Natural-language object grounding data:

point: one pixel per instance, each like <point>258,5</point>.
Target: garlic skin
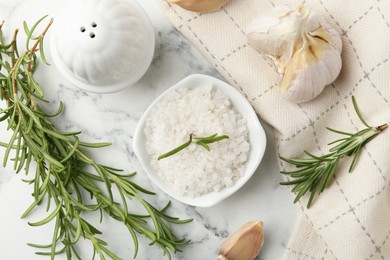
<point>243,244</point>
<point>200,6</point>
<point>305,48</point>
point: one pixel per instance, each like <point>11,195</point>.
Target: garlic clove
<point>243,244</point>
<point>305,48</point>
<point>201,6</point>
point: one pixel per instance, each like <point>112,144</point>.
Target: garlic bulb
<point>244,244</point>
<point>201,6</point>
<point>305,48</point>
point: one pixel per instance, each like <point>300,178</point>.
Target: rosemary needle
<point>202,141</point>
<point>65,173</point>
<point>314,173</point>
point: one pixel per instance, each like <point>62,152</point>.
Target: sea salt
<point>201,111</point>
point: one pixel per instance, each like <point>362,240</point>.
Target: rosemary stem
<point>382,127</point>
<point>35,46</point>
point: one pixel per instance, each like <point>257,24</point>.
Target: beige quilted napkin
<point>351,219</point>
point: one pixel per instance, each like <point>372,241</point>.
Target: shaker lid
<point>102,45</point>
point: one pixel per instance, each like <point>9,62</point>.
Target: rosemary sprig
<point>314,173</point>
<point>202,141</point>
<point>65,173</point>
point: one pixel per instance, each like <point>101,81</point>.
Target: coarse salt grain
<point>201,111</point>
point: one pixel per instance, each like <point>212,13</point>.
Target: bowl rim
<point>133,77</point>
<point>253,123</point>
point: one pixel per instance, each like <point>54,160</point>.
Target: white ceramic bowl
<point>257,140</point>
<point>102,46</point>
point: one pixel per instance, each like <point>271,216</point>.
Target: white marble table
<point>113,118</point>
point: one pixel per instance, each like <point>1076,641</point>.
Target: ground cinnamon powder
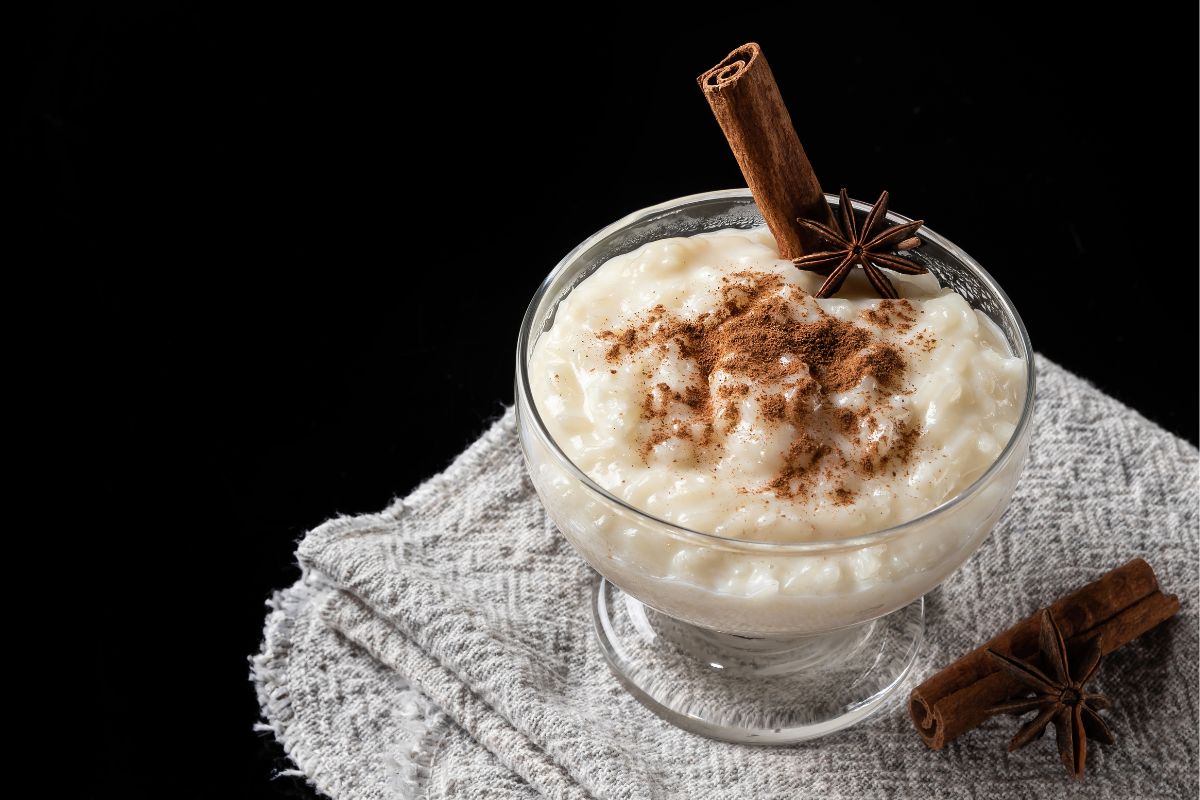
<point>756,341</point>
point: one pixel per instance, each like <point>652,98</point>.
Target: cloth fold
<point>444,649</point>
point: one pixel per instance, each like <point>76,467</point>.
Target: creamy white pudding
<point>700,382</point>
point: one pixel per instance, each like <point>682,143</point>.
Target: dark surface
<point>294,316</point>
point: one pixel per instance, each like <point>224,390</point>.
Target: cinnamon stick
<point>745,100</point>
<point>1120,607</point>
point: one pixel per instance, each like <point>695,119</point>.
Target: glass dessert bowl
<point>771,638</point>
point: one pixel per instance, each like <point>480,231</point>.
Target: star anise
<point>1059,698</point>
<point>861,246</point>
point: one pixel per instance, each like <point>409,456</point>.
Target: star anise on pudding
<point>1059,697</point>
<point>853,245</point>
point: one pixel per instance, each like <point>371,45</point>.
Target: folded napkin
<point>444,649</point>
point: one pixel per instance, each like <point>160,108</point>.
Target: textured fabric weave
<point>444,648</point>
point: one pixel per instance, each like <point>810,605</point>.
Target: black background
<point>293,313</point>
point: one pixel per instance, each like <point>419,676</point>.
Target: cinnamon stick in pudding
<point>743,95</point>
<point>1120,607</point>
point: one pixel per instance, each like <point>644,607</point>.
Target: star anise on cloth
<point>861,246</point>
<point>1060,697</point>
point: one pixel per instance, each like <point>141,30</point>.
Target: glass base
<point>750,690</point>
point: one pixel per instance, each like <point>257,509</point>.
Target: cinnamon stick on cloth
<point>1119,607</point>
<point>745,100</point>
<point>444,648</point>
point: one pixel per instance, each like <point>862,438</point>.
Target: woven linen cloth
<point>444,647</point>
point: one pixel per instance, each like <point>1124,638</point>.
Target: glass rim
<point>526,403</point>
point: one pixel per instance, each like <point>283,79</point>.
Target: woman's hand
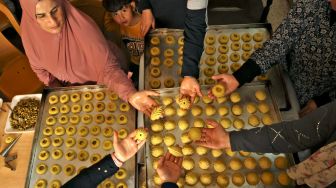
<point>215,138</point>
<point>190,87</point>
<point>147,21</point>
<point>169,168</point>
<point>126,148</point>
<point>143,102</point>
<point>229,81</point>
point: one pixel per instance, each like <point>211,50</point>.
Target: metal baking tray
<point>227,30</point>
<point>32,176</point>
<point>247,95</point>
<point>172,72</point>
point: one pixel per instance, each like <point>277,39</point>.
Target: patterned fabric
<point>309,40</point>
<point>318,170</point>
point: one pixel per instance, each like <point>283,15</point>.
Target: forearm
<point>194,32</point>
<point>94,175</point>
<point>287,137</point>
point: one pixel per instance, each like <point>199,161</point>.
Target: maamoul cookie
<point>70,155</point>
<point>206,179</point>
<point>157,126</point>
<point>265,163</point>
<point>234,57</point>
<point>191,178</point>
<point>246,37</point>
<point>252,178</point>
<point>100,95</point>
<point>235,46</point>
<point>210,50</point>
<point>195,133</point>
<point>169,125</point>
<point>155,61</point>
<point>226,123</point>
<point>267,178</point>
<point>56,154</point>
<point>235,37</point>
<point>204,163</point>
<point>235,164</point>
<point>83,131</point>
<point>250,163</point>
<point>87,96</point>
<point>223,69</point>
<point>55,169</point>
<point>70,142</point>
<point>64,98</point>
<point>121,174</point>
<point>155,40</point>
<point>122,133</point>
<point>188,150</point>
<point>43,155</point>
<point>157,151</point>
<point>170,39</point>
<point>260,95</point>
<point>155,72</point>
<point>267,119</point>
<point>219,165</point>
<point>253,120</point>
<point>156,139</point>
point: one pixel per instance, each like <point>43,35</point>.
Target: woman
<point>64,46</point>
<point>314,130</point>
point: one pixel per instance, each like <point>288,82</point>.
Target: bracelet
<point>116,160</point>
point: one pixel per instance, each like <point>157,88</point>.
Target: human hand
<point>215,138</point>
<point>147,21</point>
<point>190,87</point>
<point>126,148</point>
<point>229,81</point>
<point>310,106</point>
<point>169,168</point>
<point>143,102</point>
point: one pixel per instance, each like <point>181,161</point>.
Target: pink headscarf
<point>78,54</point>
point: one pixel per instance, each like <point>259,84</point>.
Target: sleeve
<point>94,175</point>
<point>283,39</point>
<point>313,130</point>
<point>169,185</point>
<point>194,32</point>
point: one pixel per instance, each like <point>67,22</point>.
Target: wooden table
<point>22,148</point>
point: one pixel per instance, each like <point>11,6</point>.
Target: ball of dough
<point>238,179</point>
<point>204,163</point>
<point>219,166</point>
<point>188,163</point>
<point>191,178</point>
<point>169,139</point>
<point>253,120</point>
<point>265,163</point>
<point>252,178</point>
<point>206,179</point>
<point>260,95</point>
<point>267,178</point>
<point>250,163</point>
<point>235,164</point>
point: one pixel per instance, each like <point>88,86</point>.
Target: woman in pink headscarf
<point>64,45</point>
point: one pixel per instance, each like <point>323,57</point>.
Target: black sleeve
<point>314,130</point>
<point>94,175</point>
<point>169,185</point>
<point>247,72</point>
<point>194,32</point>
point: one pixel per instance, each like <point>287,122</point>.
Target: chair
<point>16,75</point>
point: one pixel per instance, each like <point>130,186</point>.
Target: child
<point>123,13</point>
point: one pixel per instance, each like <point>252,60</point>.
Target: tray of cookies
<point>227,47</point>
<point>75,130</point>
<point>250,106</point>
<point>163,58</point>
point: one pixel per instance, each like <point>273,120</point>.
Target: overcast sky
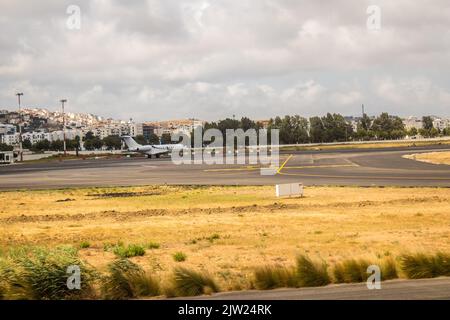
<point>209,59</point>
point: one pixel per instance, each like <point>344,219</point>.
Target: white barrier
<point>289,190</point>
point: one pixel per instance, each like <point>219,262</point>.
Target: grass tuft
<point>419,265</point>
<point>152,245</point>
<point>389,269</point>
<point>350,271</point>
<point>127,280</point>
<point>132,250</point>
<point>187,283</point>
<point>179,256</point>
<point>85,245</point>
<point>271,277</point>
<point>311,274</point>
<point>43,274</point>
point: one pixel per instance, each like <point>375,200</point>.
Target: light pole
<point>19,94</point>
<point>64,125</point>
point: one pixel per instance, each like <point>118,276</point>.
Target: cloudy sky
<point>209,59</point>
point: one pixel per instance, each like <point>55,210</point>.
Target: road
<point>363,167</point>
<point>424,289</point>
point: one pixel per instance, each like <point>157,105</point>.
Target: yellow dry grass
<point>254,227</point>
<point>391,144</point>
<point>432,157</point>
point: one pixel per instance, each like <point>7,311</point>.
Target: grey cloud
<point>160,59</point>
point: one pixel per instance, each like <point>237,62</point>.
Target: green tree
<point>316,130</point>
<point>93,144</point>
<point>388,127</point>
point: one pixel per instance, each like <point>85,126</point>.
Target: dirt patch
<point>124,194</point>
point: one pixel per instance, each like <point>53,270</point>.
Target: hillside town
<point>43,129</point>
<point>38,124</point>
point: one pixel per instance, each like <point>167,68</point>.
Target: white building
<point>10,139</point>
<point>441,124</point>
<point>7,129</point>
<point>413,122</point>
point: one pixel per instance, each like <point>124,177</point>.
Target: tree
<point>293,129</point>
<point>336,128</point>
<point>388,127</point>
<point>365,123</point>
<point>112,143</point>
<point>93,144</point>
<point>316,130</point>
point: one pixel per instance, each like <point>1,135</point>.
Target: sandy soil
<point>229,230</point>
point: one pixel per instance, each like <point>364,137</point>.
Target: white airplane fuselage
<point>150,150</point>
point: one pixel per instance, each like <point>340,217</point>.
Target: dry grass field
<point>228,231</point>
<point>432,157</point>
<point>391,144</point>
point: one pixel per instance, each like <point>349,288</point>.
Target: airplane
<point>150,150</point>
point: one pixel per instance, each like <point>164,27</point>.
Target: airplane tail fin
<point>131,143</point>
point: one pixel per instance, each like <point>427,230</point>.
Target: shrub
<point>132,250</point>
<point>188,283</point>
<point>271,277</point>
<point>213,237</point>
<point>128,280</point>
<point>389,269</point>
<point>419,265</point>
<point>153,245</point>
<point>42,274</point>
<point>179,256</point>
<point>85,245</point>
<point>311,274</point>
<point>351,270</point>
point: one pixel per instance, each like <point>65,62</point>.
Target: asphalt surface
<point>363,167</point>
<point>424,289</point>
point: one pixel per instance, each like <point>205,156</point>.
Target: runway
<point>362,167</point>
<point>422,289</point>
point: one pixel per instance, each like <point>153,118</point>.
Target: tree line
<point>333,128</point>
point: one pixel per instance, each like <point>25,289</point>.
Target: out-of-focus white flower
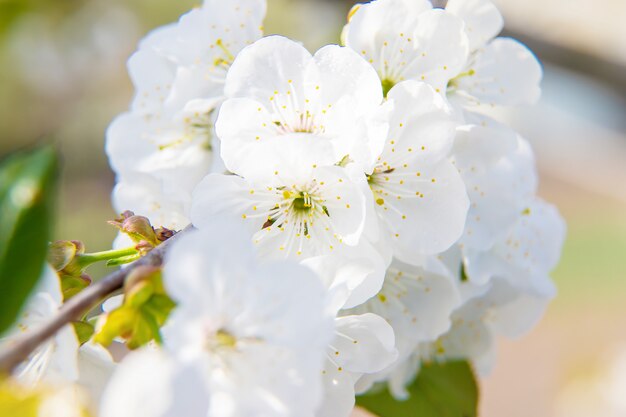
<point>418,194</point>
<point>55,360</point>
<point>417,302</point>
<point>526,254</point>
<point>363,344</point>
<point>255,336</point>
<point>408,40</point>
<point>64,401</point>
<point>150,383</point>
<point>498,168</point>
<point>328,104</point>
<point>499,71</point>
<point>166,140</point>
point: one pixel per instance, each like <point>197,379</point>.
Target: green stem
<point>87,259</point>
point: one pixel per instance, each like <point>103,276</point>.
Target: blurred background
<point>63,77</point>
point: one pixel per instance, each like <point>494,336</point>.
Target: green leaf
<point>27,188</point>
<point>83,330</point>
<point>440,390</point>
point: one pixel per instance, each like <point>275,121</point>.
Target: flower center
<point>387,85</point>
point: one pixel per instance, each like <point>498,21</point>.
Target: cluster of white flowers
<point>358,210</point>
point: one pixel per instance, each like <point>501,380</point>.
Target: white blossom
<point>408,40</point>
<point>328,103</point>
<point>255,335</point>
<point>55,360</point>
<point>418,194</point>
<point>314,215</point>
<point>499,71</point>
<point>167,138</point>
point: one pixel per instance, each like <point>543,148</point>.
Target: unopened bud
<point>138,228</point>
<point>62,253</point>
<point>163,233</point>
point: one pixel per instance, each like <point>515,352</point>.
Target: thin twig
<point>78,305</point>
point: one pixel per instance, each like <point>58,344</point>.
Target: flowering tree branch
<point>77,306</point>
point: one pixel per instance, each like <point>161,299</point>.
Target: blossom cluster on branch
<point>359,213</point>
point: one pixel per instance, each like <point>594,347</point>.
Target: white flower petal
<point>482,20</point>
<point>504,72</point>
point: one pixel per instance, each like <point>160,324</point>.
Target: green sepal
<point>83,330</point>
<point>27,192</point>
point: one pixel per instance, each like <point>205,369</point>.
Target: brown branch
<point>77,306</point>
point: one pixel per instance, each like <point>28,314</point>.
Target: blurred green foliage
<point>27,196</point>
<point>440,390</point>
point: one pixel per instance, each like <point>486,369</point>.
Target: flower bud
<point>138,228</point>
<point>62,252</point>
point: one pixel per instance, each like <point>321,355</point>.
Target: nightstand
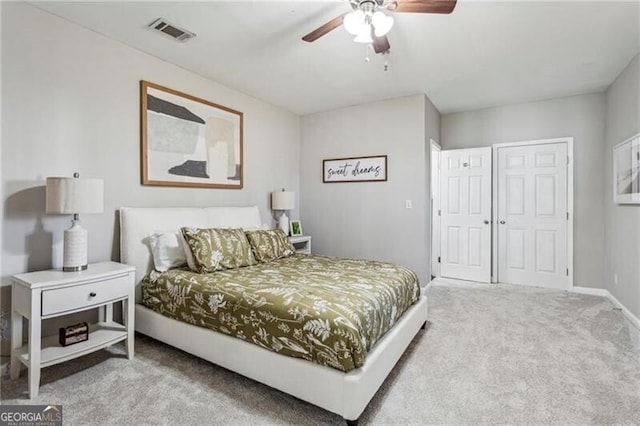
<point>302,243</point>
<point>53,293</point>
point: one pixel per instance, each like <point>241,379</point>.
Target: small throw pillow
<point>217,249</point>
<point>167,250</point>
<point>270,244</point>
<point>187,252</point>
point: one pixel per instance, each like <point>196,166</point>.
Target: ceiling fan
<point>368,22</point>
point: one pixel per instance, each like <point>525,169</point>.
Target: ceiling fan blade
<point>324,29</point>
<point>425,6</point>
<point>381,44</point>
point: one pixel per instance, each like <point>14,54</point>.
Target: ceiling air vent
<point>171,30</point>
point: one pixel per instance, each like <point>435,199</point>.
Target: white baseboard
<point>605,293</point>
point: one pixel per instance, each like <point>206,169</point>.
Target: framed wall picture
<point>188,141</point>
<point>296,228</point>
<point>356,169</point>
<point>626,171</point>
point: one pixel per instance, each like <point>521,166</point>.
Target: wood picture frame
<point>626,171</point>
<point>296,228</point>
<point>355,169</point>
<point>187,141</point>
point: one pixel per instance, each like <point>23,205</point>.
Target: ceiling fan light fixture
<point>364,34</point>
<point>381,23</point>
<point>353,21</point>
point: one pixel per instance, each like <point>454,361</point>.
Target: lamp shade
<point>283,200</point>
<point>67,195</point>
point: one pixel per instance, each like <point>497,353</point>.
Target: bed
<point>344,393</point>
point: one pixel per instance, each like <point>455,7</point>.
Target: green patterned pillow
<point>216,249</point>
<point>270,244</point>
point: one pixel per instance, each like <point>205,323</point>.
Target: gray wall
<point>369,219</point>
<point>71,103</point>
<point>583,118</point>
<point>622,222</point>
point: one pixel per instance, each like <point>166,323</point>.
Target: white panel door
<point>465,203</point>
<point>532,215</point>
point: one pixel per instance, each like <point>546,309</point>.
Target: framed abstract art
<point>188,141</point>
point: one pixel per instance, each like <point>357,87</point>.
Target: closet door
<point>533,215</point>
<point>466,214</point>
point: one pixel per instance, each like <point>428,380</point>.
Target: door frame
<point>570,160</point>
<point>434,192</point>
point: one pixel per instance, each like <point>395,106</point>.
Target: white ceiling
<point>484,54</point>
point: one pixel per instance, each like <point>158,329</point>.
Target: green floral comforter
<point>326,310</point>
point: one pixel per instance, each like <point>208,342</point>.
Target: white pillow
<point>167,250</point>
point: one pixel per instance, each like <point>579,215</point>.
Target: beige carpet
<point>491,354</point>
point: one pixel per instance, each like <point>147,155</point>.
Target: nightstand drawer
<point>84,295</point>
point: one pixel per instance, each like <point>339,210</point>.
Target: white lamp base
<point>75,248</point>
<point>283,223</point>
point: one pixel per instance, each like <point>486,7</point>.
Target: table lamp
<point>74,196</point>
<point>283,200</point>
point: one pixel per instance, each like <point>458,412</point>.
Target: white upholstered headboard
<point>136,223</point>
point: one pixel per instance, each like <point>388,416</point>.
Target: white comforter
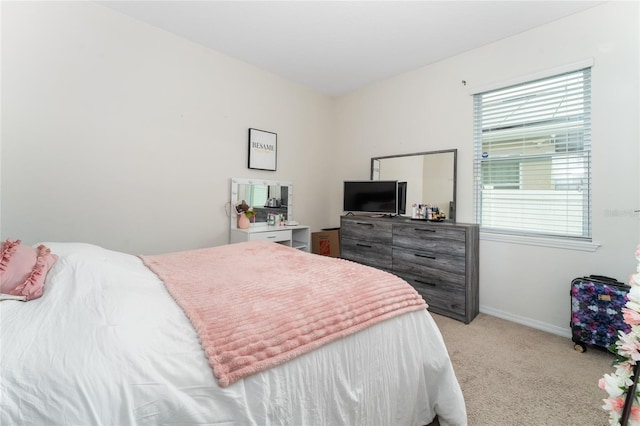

### TASK REQUIREMENTS
Look for the line that contains "Target: white panel door", then please copy it and the rest of the lines through the end of the data, pictures excluded.

### REPLY TO THE EXERCISE
Target: white panel door
<point>465,203</point>
<point>532,215</point>
point: one pixel per instance, each like <point>546,309</point>.
Target: framed abstract art
<point>188,141</point>
point: one pixel per instance, each like <point>357,87</point>.
Target: closet door
<point>533,215</point>
<point>466,214</point>
point: one pixel per instance, each like <point>428,380</point>.
Target: door frame
<point>570,160</point>
<point>434,192</point>
point: one pixel per instance, each like <point>395,106</point>.
Target: white ceiling
<point>484,54</point>
point: one pixel per instance, each like <point>158,329</point>.
Target: green floral comforter
<point>326,310</point>
point: one pixel per instance, each like <point>208,342</point>.
Target: white pillow
<point>167,250</point>
point: one pixel per instance, each like <point>579,215</point>.
Target: beige carpet
<point>491,354</point>
point: one pixel per instance, each like <point>147,155</point>.
Target: nightstand drawer
<point>84,295</point>
point: one pixel per instance, each like <point>339,210</point>.
Target: white lamp base
<point>75,248</point>
<point>283,223</point>
point: one pixel per instance, each like <point>486,7</point>.
Target: table lamp
<point>74,196</point>
<point>283,200</point>
point: one pixel per instance, each like <point>458,412</point>.
Target: white upholstered headboard
<point>136,223</point>
point: one pixel per instance, each like <point>388,416</point>.
Target: white comforter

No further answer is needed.